_PROMPT 1_: In the notes on solving inequalities, which values count as the critical points for a rational inequality?

··· SOURCE DOCUMENT ···

1. rational inequalitities (a fraction)

2. quadratic inequalities (factor ect...)

3. linear inequalities (one that is not quadraic or rational ie; fraction)

4. absolute value inequalities

quadratic inequalities

1. you bring the whole thing to one side. 2. you factor it or do another method of solving quadratic ex: sq. root meth. (while it is set equal to zero) 3. the 2 answers you get are the 2 critical points. 4. you test it out and see what works. 5. the you see if its union, intersection etc.

Rational inequalities

1. you follow the same steps except as in quadratic inequalities except in rational ineq. the critical points are any values that make either the num. or denom. equal to zero. (this is why all the long you are setting things equal to zero- to find the critical points.) 2. finish solving it/ writing it out the same way.

linear inequalities

1. you solve like you would a normal equation 2. you write it in interval notation based on what it is saying.

absolute value inequalities

1. you set the stuff inside absolute value equal to the negative amount on the other side (in this case you flip the sign) and you set it equal normally.

··· RECORDS TO PROCESS ···

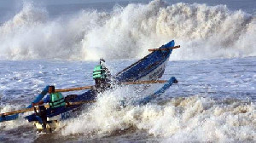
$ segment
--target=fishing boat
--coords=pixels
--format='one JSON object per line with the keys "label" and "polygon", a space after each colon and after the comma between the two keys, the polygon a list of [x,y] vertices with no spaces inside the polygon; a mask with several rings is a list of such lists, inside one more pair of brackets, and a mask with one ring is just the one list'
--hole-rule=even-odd
{"label": "fishing boat", "polygon": [[[175,43],[172,40],[159,49],[148,49],[152,53],[113,76],[114,83],[118,84],[165,83],[155,93],[141,99],[136,104],[144,105],[160,96],[173,83],[177,82],[175,77],[171,77],[167,81],[158,80],[164,74],[172,49],[179,48],[179,46],[174,46],[174,44]],[[47,94],[48,89],[49,86],[45,87],[32,102],[41,100]],[[79,111],[83,105],[93,103],[96,100],[97,93],[93,89],[93,86],[56,89],[55,92],[67,92],[79,89],[88,90],[81,94],[67,96],[65,100],[68,104],[65,106],[53,110],[49,108],[49,106],[32,107],[32,105],[30,105],[25,110],[3,113],[0,117],[0,122],[14,120],[19,117],[19,113],[34,111],[34,113],[26,116],[25,118],[28,122],[32,123],[38,130],[47,129],[51,132],[58,127],[60,121],[75,117],[77,113],[74,113],[74,111]]]}

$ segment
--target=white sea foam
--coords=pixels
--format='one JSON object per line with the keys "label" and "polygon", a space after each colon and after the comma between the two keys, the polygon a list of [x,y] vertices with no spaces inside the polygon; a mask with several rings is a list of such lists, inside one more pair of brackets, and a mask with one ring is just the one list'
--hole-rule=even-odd
{"label": "white sea foam", "polygon": [[[122,90],[122,94],[124,93]],[[256,140],[253,103],[217,101],[195,95],[172,99],[162,106],[151,104],[121,108],[120,96],[116,94],[102,95],[90,110],[68,121],[61,130],[62,134],[99,137],[132,127],[162,137],[164,142]]]}
{"label": "white sea foam", "polygon": [[172,60],[255,56],[256,20],[226,6],[173,3],[115,6],[50,19],[25,3],[0,26],[1,60],[141,58],[172,39]]}

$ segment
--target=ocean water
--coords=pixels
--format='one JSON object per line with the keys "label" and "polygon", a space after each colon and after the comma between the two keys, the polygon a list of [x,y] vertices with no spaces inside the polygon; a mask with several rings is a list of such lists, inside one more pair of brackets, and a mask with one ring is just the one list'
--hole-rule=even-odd
{"label": "ocean water", "polygon": [[22,117],[1,123],[0,142],[256,141],[255,8],[253,0],[1,1],[0,112],[25,107],[48,84],[93,85],[100,58],[114,74],[148,49],[172,39],[181,48],[161,78],[179,83],[150,104],[119,100],[160,84],[119,88],[50,134]]}

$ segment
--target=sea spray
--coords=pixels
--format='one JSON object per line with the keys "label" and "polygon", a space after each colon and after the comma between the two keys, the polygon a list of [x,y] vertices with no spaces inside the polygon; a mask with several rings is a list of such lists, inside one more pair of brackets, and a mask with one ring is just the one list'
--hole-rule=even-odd
{"label": "sea spray", "polygon": [[[121,94],[127,94],[124,91]],[[90,110],[67,123],[62,134],[102,137],[131,128],[166,142],[256,140],[253,103],[194,95],[174,98],[164,105],[128,105],[124,108],[119,104],[121,95],[116,94],[99,97]]]}
{"label": "sea spray", "polygon": [[255,20],[224,5],[160,0],[50,19],[44,9],[26,3],[0,26],[0,58],[141,58],[148,49],[172,39],[182,49],[173,52],[172,60],[255,56]]}

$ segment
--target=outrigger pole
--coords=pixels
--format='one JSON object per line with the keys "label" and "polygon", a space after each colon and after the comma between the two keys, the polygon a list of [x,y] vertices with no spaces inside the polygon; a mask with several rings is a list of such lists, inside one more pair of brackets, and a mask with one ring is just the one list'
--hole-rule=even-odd
{"label": "outrigger pole", "polygon": [[166,51],[166,50],[170,50],[170,49],[178,49],[180,48],[180,45],[174,46],[174,47],[170,47],[166,49],[148,49],[149,52],[154,52],[154,51]]}
{"label": "outrigger pole", "polygon": [[[131,84],[150,84],[150,83],[166,83],[167,80],[157,80],[157,81],[137,81],[137,82],[124,82],[119,84],[124,85],[131,85]],[[55,92],[69,92],[69,91],[75,91],[75,90],[84,90],[84,89],[90,89],[93,86],[84,86],[84,87],[78,87],[78,88],[72,88],[72,89],[55,89]]]}
{"label": "outrigger pole", "polygon": [[[119,84],[129,85],[129,84],[145,84],[145,83],[164,83],[166,82],[167,82],[167,80],[137,81],[137,82],[125,82],[125,83],[120,83]],[[93,88],[93,86],[84,86],[84,87],[78,87],[78,88],[72,88],[72,89],[55,89],[55,92],[68,92],[68,91],[75,91],[75,90],[90,89],[92,88]],[[46,94],[46,93],[44,93],[42,94],[44,95],[44,94]],[[86,103],[94,103],[94,102],[96,102],[96,100],[68,102],[66,106],[77,106],[77,105],[86,104]],[[49,108],[49,105],[45,105],[44,106],[45,106],[45,108]],[[37,107],[37,110],[38,109],[38,108]],[[16,115],[19,113],[24,113],[24,112],[32,112],[32,111],[34,111],[33,107],[29,107],[29,108],[26,108],[26,109],[1,113],[0,114],[0,123],[3,121],[7,121],[7,120],[4,120],[4,118],[8,117],[8,116],[13,116],[13,115]],[[17,117],[18,117],[18,115],[17,115]]]}

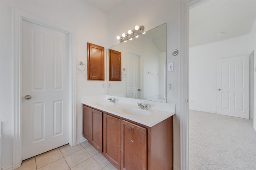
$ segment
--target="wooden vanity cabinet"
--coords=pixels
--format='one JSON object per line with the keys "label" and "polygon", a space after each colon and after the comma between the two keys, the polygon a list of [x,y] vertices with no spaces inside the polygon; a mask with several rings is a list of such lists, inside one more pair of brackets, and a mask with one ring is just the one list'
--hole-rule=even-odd
{"label": "wooden vanity cabinet", "polygon": [[[83,107],[83,112],[88,111],[87,107],[90,108]],[[109,113],[90,109],[103,113],[103,122],[99,116],[94,123],[94,125],[98,123],[96,125],[99,126],[97,129],[102,127],[103,129],[101,136],[103,147],[102,152],[100,152],[118,169],[173,169],[173,116],[149,127]],[[90,119],[84,113],[83,115]],[[91,116],[93,119],[93,116]],[[87,122],[84,119],[83,123]],[[99,125],[101,122],[103,127]],[[93,123],[90,124],[91,128],[97,128]],[[85,127],[88,125],[84,124],[83,126],[83,135],[85,136],[87,131]],[[94,137],[95,136],[91,138]],[[89,141],[90,143],[92,143],[92,141]],[[96,149],[100,145],[99,141],[97,140],[98,145],[92,144]]]}
{"label": "wooden vanity cabinet", "polygon": [[102,112],[83,106],[83,136],[102,152]]}
{"label": "wooden vanity cabinet", "polygon": [[104,114],[103,154],[118,169],[121,169],[121,120]]}
{"label": "wooden vanity cabinet", "polygon": [[83,136],[89,143],[91,143],[91,108],[83,106]]}
{"label": "wooden vanity cabinet", "polygon": [[122,169],[147,170],[147,129],[122,121]]}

···

_PROMPT 2_: Return every line of the records that contains the string "target".

_WORKED ANSWER 1_: Any values that make either the numerator or the denominator equal to zero.

_WORKED ANSWER 2_:
--target=fishing boat
--target=white sea foam
--target=ocean water
--target=sea spray
--target=outrigger pole
--target="wooden vanity cabinet"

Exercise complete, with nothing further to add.